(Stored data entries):
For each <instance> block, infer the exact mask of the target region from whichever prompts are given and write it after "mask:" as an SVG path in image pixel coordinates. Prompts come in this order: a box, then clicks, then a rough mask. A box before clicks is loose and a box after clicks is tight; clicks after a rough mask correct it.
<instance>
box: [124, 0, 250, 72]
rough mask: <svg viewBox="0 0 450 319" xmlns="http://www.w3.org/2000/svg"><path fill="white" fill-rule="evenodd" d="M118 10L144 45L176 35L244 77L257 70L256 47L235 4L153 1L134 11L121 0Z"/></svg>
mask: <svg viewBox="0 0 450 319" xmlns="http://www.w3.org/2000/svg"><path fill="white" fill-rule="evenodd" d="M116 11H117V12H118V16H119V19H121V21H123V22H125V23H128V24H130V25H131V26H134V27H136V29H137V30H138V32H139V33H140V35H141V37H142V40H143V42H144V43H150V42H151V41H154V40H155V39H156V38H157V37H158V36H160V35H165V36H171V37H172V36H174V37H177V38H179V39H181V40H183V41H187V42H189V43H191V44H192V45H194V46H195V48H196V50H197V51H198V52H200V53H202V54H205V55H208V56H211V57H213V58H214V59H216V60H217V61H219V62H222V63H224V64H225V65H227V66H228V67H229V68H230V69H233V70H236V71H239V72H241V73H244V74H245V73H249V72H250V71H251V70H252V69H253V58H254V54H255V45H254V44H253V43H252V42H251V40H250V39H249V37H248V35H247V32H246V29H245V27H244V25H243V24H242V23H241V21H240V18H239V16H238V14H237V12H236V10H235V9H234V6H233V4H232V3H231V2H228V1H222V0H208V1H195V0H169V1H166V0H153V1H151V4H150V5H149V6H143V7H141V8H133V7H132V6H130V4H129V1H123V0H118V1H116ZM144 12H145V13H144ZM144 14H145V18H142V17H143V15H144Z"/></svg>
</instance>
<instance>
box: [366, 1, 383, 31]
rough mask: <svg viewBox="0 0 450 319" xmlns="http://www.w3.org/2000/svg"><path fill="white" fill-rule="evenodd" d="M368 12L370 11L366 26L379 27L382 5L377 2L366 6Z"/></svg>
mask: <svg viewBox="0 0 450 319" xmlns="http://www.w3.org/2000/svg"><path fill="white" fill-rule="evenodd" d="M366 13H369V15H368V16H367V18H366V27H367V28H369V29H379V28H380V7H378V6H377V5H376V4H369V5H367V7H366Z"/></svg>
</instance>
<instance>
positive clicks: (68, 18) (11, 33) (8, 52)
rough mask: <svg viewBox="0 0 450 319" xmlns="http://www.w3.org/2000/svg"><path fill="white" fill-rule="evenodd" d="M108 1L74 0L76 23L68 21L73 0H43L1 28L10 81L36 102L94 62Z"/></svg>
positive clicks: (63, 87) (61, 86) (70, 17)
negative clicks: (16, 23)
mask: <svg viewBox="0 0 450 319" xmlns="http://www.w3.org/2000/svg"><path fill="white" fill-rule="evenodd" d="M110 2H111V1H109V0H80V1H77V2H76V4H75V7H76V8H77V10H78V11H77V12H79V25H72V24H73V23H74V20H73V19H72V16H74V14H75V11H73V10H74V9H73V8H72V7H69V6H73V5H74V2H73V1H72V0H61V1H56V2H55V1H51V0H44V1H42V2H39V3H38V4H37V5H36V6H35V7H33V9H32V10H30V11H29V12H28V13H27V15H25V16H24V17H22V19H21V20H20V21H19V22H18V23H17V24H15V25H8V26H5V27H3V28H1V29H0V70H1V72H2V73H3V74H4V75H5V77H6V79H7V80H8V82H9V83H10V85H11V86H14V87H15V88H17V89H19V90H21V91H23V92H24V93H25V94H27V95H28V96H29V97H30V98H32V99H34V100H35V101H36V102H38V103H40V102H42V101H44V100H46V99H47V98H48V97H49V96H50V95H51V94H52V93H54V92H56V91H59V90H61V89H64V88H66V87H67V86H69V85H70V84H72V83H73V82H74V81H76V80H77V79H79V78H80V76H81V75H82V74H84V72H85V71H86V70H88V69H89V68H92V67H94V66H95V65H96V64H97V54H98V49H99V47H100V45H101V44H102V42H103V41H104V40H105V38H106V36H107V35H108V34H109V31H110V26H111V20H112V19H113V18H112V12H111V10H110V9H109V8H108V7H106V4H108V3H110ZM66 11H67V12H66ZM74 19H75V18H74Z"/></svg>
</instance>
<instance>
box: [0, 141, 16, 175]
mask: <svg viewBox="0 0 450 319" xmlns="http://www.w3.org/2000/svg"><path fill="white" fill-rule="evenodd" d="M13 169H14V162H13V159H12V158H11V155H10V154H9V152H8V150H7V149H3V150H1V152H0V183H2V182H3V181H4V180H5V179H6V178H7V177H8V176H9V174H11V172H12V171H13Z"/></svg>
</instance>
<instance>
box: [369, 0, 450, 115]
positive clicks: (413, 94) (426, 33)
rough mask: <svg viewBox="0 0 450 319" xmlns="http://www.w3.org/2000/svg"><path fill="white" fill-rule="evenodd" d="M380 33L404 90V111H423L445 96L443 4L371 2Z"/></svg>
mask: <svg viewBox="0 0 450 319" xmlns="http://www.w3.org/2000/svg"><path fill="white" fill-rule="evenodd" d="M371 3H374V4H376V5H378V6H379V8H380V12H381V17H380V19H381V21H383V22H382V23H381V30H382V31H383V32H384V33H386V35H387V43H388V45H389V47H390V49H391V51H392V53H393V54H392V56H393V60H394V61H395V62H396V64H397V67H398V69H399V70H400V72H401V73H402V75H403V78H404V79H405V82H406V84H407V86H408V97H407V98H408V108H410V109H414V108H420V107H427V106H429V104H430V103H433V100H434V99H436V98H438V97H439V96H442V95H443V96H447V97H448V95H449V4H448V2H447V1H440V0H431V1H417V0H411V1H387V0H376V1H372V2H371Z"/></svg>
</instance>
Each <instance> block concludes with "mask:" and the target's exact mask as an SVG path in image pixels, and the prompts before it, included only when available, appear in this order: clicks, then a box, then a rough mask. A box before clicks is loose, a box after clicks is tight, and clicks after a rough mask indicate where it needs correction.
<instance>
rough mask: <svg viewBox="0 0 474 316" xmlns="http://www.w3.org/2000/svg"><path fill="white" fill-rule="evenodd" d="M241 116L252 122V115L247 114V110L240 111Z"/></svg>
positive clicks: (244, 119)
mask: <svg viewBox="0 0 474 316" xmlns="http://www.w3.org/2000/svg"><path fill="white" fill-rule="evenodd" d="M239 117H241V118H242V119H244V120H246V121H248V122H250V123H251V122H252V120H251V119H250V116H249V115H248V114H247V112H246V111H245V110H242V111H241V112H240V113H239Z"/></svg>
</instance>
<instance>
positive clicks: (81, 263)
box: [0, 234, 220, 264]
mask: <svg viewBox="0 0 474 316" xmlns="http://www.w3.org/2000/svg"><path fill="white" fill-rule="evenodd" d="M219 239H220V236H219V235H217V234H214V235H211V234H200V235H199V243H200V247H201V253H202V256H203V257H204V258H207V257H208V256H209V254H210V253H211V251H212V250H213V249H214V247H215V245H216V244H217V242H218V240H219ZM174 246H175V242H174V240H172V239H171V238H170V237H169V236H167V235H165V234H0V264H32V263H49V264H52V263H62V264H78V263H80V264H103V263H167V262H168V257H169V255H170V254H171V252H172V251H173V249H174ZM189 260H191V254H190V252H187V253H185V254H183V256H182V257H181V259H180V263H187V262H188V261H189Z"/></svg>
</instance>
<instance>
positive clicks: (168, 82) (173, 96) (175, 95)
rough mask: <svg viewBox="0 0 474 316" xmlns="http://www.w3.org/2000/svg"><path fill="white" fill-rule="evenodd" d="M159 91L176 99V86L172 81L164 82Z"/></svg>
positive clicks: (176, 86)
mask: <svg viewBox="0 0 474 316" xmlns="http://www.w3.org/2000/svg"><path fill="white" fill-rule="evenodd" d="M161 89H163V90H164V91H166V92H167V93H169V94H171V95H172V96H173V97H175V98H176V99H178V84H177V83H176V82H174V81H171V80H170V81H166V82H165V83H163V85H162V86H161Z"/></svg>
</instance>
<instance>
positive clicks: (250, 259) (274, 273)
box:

(What you should do): Send back exactly the lines from the line with "positive clicks: (176, 86)" through the end of the records.

(Problem solution):
positive clicks: (176, 86)
mask: <svg viewBox="0 0 474 316" xmlns="http://www.w3.org/2000/svg"><path fill="white" fill-rule="evenodd" d="M161 89H163V90H164V91H166V92H167V93H169V94H171V95H172V96H173V97H175V98H176V99H178V84H177V83H176V82H174V81H171V80H170V81H166V82H165V83H163V85H162V86H161Z"/></svg>
</instance>
<instance>
positive clicks: (250, 259) (274, 273)
box:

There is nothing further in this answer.